#### Task statement
Could you write out all the records once more, exactly?

#### Entries taken from a collection
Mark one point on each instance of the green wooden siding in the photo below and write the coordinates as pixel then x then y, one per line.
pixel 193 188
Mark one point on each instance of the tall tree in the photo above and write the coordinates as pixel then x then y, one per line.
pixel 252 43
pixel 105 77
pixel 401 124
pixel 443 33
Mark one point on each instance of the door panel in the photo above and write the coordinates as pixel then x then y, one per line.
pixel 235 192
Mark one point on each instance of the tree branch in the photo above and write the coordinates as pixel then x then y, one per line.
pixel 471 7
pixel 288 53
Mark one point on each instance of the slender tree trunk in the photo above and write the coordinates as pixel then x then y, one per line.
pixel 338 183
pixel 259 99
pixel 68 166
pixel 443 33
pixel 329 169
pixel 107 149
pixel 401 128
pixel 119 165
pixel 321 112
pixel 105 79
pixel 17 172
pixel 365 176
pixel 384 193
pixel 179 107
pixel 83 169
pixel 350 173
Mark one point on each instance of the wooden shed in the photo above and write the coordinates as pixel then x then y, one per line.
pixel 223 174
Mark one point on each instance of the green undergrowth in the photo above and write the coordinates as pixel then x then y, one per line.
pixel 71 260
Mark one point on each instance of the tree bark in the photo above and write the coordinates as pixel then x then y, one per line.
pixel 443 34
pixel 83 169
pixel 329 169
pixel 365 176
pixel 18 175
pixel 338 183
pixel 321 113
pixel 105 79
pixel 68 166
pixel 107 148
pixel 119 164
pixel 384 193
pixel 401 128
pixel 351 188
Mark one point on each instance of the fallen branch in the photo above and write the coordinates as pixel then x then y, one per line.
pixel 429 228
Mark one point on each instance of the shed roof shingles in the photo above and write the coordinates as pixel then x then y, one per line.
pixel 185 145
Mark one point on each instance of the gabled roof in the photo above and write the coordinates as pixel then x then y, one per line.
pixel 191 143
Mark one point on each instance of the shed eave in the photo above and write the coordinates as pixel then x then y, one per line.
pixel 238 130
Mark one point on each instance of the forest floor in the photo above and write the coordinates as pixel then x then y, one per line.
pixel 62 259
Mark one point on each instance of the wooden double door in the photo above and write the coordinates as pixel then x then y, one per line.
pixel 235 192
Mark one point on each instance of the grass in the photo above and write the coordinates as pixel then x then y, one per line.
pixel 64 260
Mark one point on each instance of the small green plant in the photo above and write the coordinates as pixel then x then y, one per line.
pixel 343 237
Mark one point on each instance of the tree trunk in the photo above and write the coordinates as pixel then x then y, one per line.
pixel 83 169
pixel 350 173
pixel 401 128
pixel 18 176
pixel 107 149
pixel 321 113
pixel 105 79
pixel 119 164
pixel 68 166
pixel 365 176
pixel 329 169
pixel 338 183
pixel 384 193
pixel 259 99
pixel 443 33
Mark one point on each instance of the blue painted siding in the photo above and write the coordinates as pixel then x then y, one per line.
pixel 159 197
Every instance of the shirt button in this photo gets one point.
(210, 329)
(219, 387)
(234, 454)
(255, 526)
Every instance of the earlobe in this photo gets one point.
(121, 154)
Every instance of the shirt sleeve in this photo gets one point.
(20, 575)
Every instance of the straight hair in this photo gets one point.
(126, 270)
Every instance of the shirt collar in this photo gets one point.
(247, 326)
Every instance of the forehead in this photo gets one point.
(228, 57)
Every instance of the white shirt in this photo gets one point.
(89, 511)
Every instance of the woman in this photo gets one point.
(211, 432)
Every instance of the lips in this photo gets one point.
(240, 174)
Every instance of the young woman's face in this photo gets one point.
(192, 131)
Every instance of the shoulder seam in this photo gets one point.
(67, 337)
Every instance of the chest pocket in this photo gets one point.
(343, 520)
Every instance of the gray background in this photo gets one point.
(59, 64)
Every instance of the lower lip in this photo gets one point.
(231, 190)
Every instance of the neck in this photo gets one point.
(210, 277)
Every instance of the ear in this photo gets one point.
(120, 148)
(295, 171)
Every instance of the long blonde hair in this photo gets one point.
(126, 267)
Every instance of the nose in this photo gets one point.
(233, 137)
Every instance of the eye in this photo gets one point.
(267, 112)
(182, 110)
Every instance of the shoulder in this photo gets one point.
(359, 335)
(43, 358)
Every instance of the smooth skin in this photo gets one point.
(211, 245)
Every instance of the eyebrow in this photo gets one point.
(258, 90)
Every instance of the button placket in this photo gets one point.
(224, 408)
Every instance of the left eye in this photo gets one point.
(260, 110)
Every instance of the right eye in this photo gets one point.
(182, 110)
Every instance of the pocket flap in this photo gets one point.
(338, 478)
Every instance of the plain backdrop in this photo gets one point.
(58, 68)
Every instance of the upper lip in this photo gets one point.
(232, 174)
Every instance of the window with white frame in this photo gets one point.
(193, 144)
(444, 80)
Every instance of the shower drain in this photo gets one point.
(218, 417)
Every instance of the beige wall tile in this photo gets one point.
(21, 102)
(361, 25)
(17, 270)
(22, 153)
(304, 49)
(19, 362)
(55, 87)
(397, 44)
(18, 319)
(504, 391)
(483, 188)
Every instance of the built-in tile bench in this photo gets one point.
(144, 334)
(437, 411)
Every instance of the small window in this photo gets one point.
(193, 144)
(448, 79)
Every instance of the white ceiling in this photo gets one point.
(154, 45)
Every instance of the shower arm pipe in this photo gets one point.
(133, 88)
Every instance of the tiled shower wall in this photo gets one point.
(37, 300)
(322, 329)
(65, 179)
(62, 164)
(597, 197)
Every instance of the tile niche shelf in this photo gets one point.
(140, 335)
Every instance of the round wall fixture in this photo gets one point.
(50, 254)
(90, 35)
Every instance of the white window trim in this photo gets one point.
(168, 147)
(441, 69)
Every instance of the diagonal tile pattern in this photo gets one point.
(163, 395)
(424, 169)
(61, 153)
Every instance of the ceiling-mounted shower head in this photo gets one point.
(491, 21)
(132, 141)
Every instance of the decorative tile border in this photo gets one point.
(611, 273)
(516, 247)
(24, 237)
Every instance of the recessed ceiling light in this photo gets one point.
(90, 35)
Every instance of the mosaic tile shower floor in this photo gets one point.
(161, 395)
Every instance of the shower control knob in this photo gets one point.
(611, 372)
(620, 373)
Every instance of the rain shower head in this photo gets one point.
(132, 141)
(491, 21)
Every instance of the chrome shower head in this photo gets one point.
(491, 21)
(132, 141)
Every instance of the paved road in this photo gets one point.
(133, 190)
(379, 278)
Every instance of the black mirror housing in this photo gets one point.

#### Task response
Mark one point on each instance of the green wooden siding in the photo below and write the coordinates as pixel then x then y, one per line.
pixel 193 188
Mark one point on each instance of the tall tree in the photo above and write the coordinates as pixel then x then y, one per line.
pixel 252 43
pixel 105 77
pixel 401 124
pixel 443 33
Mark one point on each instance of the door panel in the photo above and write the coordinates as pixel then x then y, one per line.
pixel 235 192
Mark one point on each instance of the tree branch in the photo above and write the coordinates as pixel then x then y, one per line.
pixel 471 7
pixel 288 53
Mark one point on each instance of the slender tree trunk in the photo above and write the coordinates as pixel then x then y, one per line.
pixel 338 183
pixel 259 99
pixel 68 166
pixel 443 33
pixel 329 169
pixel 107 149
pixel 401 128
pixel 119 165
pixel 321 112
pixel 105 79
pixel 17 172
pixel 365 176
pixel 384 193
pixel 179 107
pixel 83 169
pixel 350 173
Mark one point on each instance of the wooden shed in the photo above and write the coordinates as pixel then x then y, one per line.
pixel 223 174
Mark one point on each instance of the green undergrowth in the photo above and write the coordinates as pixel then x then y, one per line.
pixel 71 260
Mark one point on each instance of the tree bark in the photo above and write the coordinates as pixel then x then y, one per line.
pixel 443 34
pixel 83 169
pixel 329 169
pixel 365 176
pixel 18 175
pixel 338 183
pixel 321 113
pixel 105 79
pixel 68 166
pixel 107 148
pixel 119 164
pixel 384 193
pixel 401 128
pixel 351 188
Mark one point on each instance of the fallen branch in the photo above and write the coordinates as pixel then x then y, one per line.
pixel 429 228
Mark one point on each instance of the shed roof shingles in the photo above and write the coordinates as pixel then x then y, one per line.
pixel 185 145
Mark one point on each instance of the gabled roof in the photo above and write the coordinates as pixel then x then y, one per line.
pixel 191 143
Mark one point on each instance of the shed eave in the photo above and write the coordinates as pixel then x then y, one per line.
pixel 238 130
Mark one point on each instance of the forest floor in the photo above and write the coordinates as pixel then x then y, one per line.
pixel 62 259
Mark one point on each instance of the wooden double door in the photo above and write the coordinates as pixel then x then y, one per line.
pixel 235 192
Mark one point on each instance of the grass in the photo above and write the coordinates as pixel then x then y, one per line.
pixel 64 260
Mark one point on each instance of the small green plant in the photo above and write the coordinates as pixel then x then y, one per line.
pixel 343 237
Mark one point on each instance of the tree trunk in the photo above and write the coordinates as pixel then x then y, one per line.
pixel 83 169
pixel 350 173
pixel 401 128
pixel 18 176
pixel 107 149
pixel 321 113
pixel 105 79
pixel 119 164
pixel 68 166
pixel 365 176
pixel 329 169
pixel 338 183
pixel 384 193
pixel 259 99
pixel 443 33
Mark one point on each instance of the blue painted siding in the photo above and write the coordinates as pixel then x then y, one per line.
pixel 159 197
Every instance of the shirt button in this photo gets one point.
(210, 329)
(219, 387)
(234, 454)
(255, 526)
Every instance of the earlobe in this photo gets one point.
(121, 154)
Every instance of the shirt sleeve in this photo gets one point.
(20, 575)
Every instance of the straight hair in this photo gets one point.
(126, 270)
Every instance of the shirt collar in this photo gets one point.
(247, 326)
Every instance of the forehead in this photo gets one point.
(228, 57)
Every instance of the white shirt in this photo gets one point.
(89, 511)
Every instance of the woman in this photo gets one point.
(211, 432)
Every instance of the lips in this photo gets one point.
(240, 174)
Every instance of the young woman's face in this photo gets one point.
(192, 131)
Every instance of the shoulder seam in this photo gets one point.
(67, 337)
Every instance of the chest pocket in this photo gets one point.
(343, 520)
Every instance of the gray background in this photo gets one point.
(59, 64)
Every instance of the lower lip in this photo gets one point.
(231, 190)
Every instance of the neck in this photo gets one point.
(210, 277)
Every instance of the ear in this photo gets one point.
(120, 148)
(295, 171)
Every instance of the long blonde hair in this photo gets one point.
(126, 267)
Every instance of the nose in this photo gets one point.
(233, 137)
Every instance of the eye in this photo gets one point.
(267, 112)
(182, 110)
Every instance of the shoulder in this photo gets one point.
(359, 335)
(43, 358)
Every instance of the smooth skin in this photo gets one point.
(211, 245)
Every instance of the eyebrow in this photo gets one point.
(258, 90)
Every instance of the button placket in this photo gets one point.
(224, 408)
Every instance of the left eye in this photo gets one point.
(260, 110)
Every instance of the right eye in this photo gets one point.
(182, 110)
Every instance of the pocket flap in this photo gets one point.
(338, 478)
Every instance of the plain backdrop in this photo gets one point.
(58, 68)
Every instance of the upper lip in this photo gets one point.
(232, 174)
Every instance of the window with white frame in this photo gets one point.
(193, 144)
(444, 80)
Every instance of the shower drain in this photo gets one point.
(218, 417)
Every instance of the beige wall tile in this photo gets one point.
(21, 102)
(361, 25)
(17, 270)
(22, 153)
(304, 49)
(19, 362)
(55, 87)
(397, 44)
(18, 319)
(504, 391)
(483, 188)
Every instance of the built-in tile bench in this photo gets one point.
(144, 334)
(437, 411)
Every instance of the small window in this photo gets one point.
(193, 144)
(448, 79)
Every instance of the white ceiling in this photo gets one point.
(154, 45)
Every instance of the shower arm pipe in this photo gets one point.
(133, 88)
Every instance of the tiled shower wall in this photo gets one point.
(37, 300)
(322, 329)
(65, 179)
(62, 164)
(597, 197)
Every instance of the tile niche shelf in this photo gets one point.
(140, 335)
Every instance of the round wall fixture in this photo gets one point.
(50, 254)
(90, 35)
Every instance of the white window trim in this photo gets one point.
(168, 147)
(441, 69)
Every instance of the diagonal tile pattern in this photo gets one point.
(163, 395)
(424, 169)
(61, 153)
Every instance of the ceiling-mounted shower head in this photo gets one point.
(491, 21)
(132, 141)
Every instance of the decorative tile border in this photo gets one point.
(611, 273)
(516, 247)
(24, 237)
Every instance of the recessed ceiling light in this photo gets one point.
(90, 35)
Every instance of the mosaic tile shower floor in this photo gets one point.
(161, 395)
Every instance of the shower control knob in this photo gets one point.
(611, 372)
(620, 373)
Every instance of the rain shower head in this photo gets one point.
(132, 141)
(491, 21)
Every instance of the chrome shower head in this photo gets one point.
(491, 21)
(132, 141)
Every instance of the paved road in this photo gets one point.
(133, 190)
(379, 278)
Every instance of the black mirror housing in this photo gets one point.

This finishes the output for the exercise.